EXERCISES TO COMPLETE
A) In the notebooks manager deployment guide, what flow is set up for the notebooks manager web application?
B) Reproduce the passage of the notebooks manager deployment guide that begins at the words "This document describes" and ends after the words "and suggested resolutions.".

EXTRACT TO READ
══════

Last reviewed 2021-11-18 UTC

Separate operations and development when using user-managed notebooks: Deploy

This document describes how to deploy the notebooks manager for managing Vertex AI Workbench user-managed notebooks. The code for this deployment is available on GitHub.

The document is part of a series that includes the following documents:

  • Overview, which describes a solution that you can use for deploying the notebooks manager and extended notebooks UIs.
  • Deploy (this document), which guides IT administrators on how to deploy the notebooks manager and extended notebooks UIs.
  • Use, which guides data practitioners on how to use the notebooks manager and extended notebooks UIs.
  • Troubleshooting, which describes potential issues and suggested resolutions.

Objectives

  • Set up an environment that limits Google Cloud console access for data practitioners but lets users interact with Google Cloud services through an extended notebooks UI.
  • Set up the OAuth 2.0 flow for the notebooks manager web application.
  • Deploy the notebooks manager.
  • Create extended notebooks UIs for data practitioners.

══════

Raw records
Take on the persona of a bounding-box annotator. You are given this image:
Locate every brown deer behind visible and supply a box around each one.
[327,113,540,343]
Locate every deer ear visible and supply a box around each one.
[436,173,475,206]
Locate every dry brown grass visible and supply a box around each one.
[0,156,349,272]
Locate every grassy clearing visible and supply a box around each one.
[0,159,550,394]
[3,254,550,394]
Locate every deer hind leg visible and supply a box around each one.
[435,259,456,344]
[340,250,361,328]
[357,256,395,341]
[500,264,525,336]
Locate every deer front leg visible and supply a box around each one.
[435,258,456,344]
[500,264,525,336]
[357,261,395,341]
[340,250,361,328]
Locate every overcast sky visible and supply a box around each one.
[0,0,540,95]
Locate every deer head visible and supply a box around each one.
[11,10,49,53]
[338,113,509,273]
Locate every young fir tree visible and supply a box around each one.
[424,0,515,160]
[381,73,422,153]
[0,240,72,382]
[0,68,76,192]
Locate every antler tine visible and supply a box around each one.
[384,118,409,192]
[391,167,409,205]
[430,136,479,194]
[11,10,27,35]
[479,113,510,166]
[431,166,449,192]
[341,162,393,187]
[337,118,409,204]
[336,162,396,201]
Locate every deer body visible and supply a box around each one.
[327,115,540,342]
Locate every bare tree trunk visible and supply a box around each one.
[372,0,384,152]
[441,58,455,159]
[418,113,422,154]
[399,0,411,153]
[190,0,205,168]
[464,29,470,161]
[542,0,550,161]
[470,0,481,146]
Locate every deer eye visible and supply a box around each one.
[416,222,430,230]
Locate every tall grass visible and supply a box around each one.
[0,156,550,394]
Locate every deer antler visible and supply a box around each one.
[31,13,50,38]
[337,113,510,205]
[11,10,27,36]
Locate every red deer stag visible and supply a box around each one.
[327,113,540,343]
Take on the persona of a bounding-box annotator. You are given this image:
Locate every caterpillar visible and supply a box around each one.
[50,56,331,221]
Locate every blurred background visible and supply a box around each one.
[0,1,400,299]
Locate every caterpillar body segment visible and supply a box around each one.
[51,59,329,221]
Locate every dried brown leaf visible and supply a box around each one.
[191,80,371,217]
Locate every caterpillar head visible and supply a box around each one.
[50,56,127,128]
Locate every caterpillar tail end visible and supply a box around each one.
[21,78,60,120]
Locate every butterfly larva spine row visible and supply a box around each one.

══════

ANSWERS TO EACH TASK
A) The OAuth 2.0 flow.

B)
This document describes how to deploy the notebooks manager for managing Vertex AI Workbench user-managed notebooks. The code for this deployment is available on GitHub.

The document is part of a series that includes the following documents:

  • Overview, which describes a solution that you can use for deploying the notebooks manager and extended notebooks UIs.
  • Deploy (this document), which guides IT administrators on how to deploy the notebooks manager and extended notebooks UIs.
  • Use, which guides data practitioners on how to use the notebooks manager and extended notebooks UIs.
  • Troubleshooting, which describes potential issues and suggested resolutions.